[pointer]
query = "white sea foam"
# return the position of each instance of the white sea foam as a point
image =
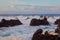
(25, 31)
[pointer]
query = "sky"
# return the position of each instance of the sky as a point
(30, 2)
(30, 5)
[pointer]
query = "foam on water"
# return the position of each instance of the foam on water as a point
(25, 30)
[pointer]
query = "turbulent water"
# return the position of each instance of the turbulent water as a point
(25, 31)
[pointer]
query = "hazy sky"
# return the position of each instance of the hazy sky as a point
(32, 2)
(35, 6)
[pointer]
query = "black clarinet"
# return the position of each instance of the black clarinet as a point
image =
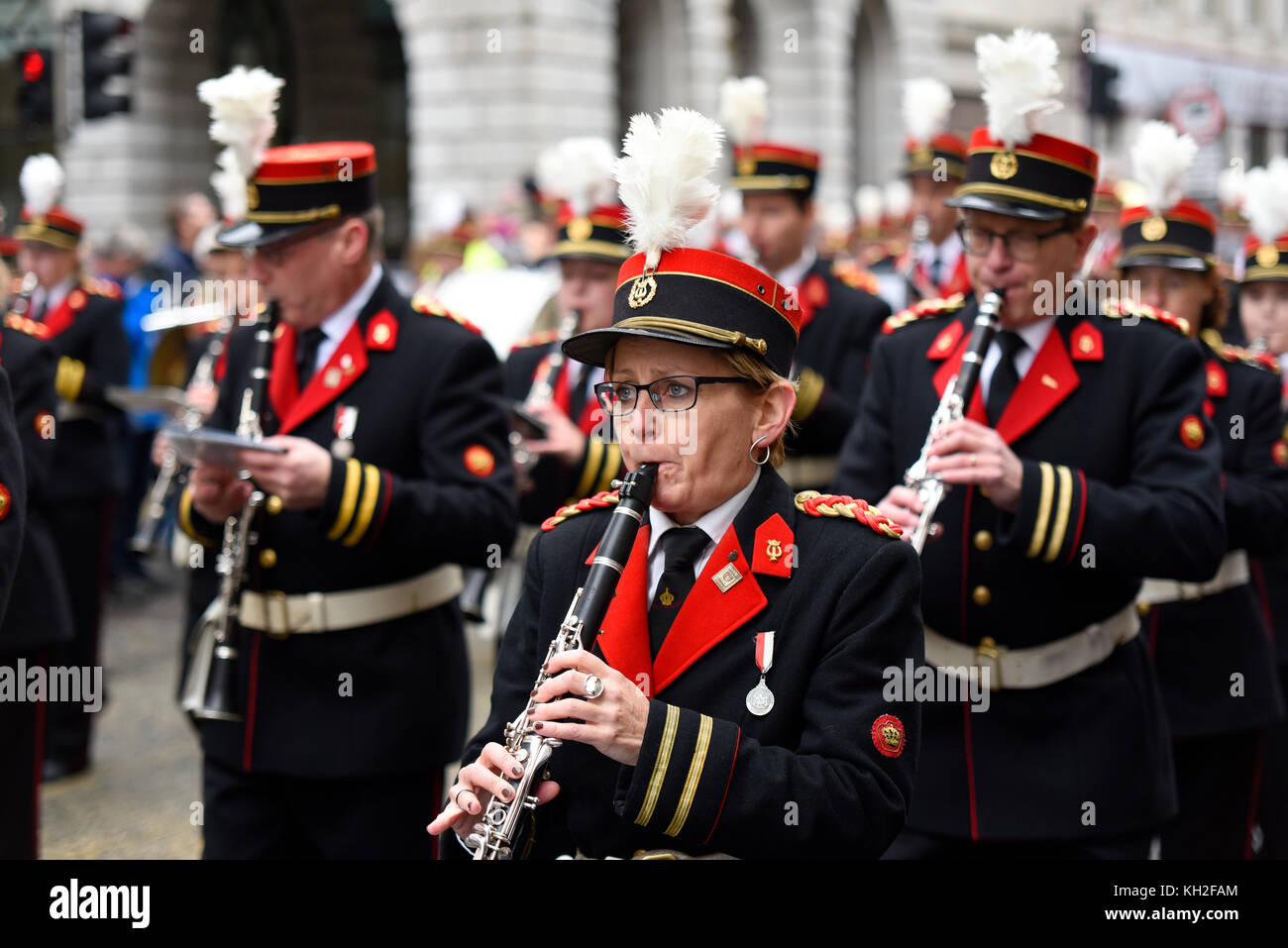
(219, 700)
(506, 827)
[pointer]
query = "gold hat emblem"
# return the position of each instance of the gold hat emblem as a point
(642, 291)
(1153, 230)
(1004, 165)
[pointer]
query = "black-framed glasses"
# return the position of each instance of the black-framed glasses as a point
(674, 393)
(1020, 245)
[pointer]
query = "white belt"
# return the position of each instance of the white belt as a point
(1041, 665)
(1233, 572)
(279, 614)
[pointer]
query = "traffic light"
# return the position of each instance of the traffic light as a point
(107, 53)
(1102, 99)
(35, 88)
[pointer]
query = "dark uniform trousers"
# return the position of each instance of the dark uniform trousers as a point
(823, 775)
(1121, 478)
(362, 717)
(1215, 656)
(38, 614)
(838, 324)
(86, 337)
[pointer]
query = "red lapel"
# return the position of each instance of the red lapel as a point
(282, 382)
(625, 640)
(1048, 381)
(951, 368)
(707, 614)
(318, 393)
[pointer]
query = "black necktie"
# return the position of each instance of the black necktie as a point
(307, 346)
(682, 546)
(1005, 378)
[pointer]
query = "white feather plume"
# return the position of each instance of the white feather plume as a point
(743, 108)
(898, 198)
(42, 181)
(579, 170)
(1020, 82)
(1265, 205)
(1159, 158)
(867, 205)
(243, 106)
(664, 176)
(926, 106)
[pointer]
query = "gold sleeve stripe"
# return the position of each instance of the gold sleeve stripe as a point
(69, 377)
(1043, 507)
(370, 494)
(809, 390)
(348, 500)
(664, 762)
(1061, 514)
(593, 458)
(691, 782)
(612, 462)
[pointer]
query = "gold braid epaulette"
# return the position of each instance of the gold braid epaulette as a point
(430, 307)
(596, 501)
(838, 505)
(1120, 307)
(935, 307)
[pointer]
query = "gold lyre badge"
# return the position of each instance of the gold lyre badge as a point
(1004, 165)
(642, 290)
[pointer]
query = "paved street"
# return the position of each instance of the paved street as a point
(137, 798)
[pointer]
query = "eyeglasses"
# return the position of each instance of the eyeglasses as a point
(1020, 245)
(674, 393)
(273, 254)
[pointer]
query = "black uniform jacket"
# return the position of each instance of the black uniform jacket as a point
(1121, 479)
(825, 773)
(429, 481)
(840, 321)
(553, 483)
(1216, 661)
(13, 494)
(93, 352)
(39, 612)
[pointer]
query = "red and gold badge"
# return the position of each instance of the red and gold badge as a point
(480, 462)
(888, 736)
(1192, 432)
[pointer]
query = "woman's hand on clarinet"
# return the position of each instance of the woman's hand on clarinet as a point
(612, 723)
(476, 786)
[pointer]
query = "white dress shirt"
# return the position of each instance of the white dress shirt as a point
(338, 325)
(712, 523)
(1033, 335)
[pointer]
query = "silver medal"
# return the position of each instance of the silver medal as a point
(760, 699)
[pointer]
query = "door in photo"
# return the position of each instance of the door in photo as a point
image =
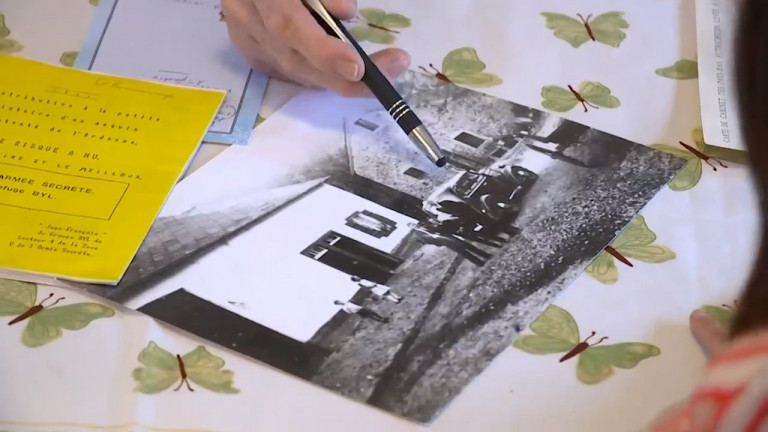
(353, 257)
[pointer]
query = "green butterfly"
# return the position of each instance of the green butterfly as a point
(161, 370)
(636, 242)
(68, 58)
(605, 28)
(7, 45)
(45, 322)
(555, 331)
(378, 26)
(689, 176)
(590, 93)
(722, 314)
(463, 66)
(681, 69)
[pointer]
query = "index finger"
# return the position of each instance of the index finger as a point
(291, 21)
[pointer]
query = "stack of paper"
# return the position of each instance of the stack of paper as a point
(178, 42)
(86, 162)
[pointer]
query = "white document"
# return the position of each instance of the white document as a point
(181, 42)
(715, 31)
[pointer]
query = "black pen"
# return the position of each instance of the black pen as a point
(381, 88)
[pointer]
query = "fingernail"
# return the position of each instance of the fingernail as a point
(397, 64)
(348, 70)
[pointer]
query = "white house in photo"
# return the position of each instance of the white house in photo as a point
(286, 272)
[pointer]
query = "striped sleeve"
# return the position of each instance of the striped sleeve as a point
(732, 396)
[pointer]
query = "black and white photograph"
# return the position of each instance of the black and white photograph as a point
(336, 252)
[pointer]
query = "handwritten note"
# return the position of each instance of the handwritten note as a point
(182, 42)
(86, 162)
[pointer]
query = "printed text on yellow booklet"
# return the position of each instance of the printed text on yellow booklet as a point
(86, 162)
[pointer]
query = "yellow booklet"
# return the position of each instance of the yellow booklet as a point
(86, 162)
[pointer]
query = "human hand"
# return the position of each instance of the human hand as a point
(282, 39)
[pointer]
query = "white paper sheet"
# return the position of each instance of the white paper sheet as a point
(180, 42)
(715, 26)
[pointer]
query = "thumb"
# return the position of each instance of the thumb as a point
(341, 9)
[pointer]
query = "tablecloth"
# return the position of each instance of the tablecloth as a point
(705, 223)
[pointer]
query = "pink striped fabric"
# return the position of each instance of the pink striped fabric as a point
(731, 397)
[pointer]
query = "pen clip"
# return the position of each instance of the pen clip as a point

▸ STATED TASK
Repeat the listing verbatim. Skip the pictures.

▸ EXERCISE RESPONSE
[pointer]
query = "white sea foam"
# return the position of each instance of the white sea foam as a point
image =
(25, 31)
[pointer]
query = "sky"
# return the position of each instance of the sky as a point
(30, 2)
(30, 5)
[pointer]
query = "foam on water"
# return the position of each instance of the foam on water as a point
(25, 30)
[pointer]
query = "turbulent water"
# return the position of each instance of the turbulent water as a point
(25, 31)
[pointer]
query = "hazy sky"
# return the position of each instance of the hazy sky as a point
(32, 2)
(35, 6)
[pointer]
query = "black clarinet"
# return the position of each instance of the black clarinet as a point
image =
(219, 700)
(506, 827)
[pointer]
query = "gold hat emblem"
# return the position of each instance of the gold hat emblem as a point
(642, 291)
(1153, 230)
(1004, 165)
[pointer]
query = "black-framed glasses"
# return the position of each instance of the black-framed glasses as a point
(674, 393)
(1020, 245)
[pointer]
query = "white belt"
# return the position of each instance of the white belt as a point
(1041, 665)
(1233, 572)
(279, 614)
[pointer]
query = "traffic light"
# return the position of each instance of the traffic light as a point
(107, 53)
(1102, 99)
(35, 88)
[pointer]
query = "dark uniform trousers"
# return the position of each instance of the dark uniform trousers as a point
(823, 775)
(1121, 478)
(362, 717)
(1215, 656)
(38, 614)
(838, 324)
(86, 337)
[pointer]
query = "red lapel"
# return the position of each instance of the red lapel as a point
(282, 382)
(625, 640)
(1048, 381)
(951, 368)
(707, 614)
(318, 393)
[pointer]
query = "black necktie"
# return the position of each instance of the black necktie as a point
(307, 346)
(682, 546)
(1005, 378)
[pointer]
query = "white feather plume"
# return the position of each instance of the white feather plume as a point
(743, 108)
(898, 198)
(42, 181)
(579, 170)
(1020, 82)
(1265, 205)
(1159, 158)
(867, 205)
(243, 106)
(664, 176)
(926, 106)
[pointer]
query = "gold sleeve stripe"
# return the position of each instance of the gold sleeve stripe as a point
(69, 377)
(1043, 507)
(370, 494)
(809, 390)
(348, 500)
(664, 762)
(1061, 514)
(593, 458)
(691, 782)
(612, 462)
[pointer]
query = "gold braid epaulette"
# return the position of each instance of the gold braid epaulette as a point
(430, 307)
(596, 501)
(838, 505)
(1120, 307)
(935, 307)
[pointer]
query = "gold lyre badge"
# return the position of each instance of the gold lyre badge as a point
(1004, 165)
(642, 290)
[pointer]
query = "paved street"
# return the position of each instance of the paved street as a point
(137, 798)
[pointer]
query = "eyeglasses"
# return the position of each instance of the eyeglasses as a point
(1020, 245)
(674, 393)
(273, 254)
[pointer]
query = "black uniform jacket"
# return the position of each instance of the black uniform jacket as a point
(1121, 479)
(825, 773)
(429, 481)
(840, 321)
(553, 483)
(1216, 661)
(13, 494)
(93, 352)
(39, 612)
[pointer]
query = "red and gold badge"
# return the position of each instance of the red and gold badge as a point
(480, 462)
(888, 736)
(1192, 432)
[pointer]
query = "woman's hand on clarinet"
# return the position of each instance of the woman's hand on clarinet as a point
(612, 723)
(476, 786)
[pointer]
query = "white dress shirt"
# return the position of each instance of the white dress shirt as a point
(338, 325)
(712, 523)
(1033, 335)
[pointer]
query = "silver medal"
# return the position of each instance of the silver medal as a point
(760, 699)
[pointer]
query = "door in photo"
# return the position of each instance of the door in photo as a point
image =
(353, 257)
[pointer]
query = "green butterfly"
# return the position of each instance of the green butterfly as a point
(161, 370)
(636, 242)
(68, 58)
(605, 28)
(7, 45)
(45, 322)
(555, 331)
(378, 26)
(689, 176)
(590, 93)
(722, 314)
(463, 66)
(681, 69)
[pointer]
query = "index finger"
# return the position of each instance of the index finger as a point
(291, 21)
[pointer]
query = "stack of paper"
# return the position of each instance of the stack of paper as a point
(178, 42)
(86, 162)
[pointer]
query = "white document"
# return the position of each instance of the white document as a point
(181, 42)
(715, 31)
[pointer]
query = "black pen"
# return the position of each instance of the black pen as a point
(381, 88)
[pointer]
query = "fingernail"
# return the position of each instance of the fingernail as a point
(397, 64)
(348, 70)
[pointer]
query = "white house in photo"
# return the position of each instance of the white house in photo as a point
(286, 272)
[pointer]
query = "striped sleeve"
# return the position of each instance of the striped sleeve as a point
(732, 396)
[pointer]
query = "black and white photograph"
# return the position of each instance of the black and white photograph as a point
(336, 252)
[pointer]
query = "handwritten note"
# return the position of each instance of the handwritten note as a point
(182, 42)
(86, 162)
[pointer]
query = "printed text on yellow booklet"
# return the position of each instance of the printed text on yellow booklet as a point
(86, 162)
[pointer]
query = "yellow booklet"
# return the position of each instance of the yellow booklet as a point
(86, 162)
[pointer]
query = "human hand"
# return the position of each instance of the human hand as a point
(282, 39)
[pointer]
query = "white paper sheet"
# return the position of each instance of the white paper sheet as a point
(180, 42)
(715, 26)
[pointer]
query = "thumb"
# return the position of each instance of the thumb as a point
(341, 9)
[pointer]
query = "tablecloth"
# return the position of each instance of the tablecloth as a point
(705, 223)
[pointer]
query = "pink striped fabric"
# return the position of each instance of the pink striped fabric as a point
(731, 397)
[pointer]
query = "pen clip"
# return the position of each instance of the pen clip as a point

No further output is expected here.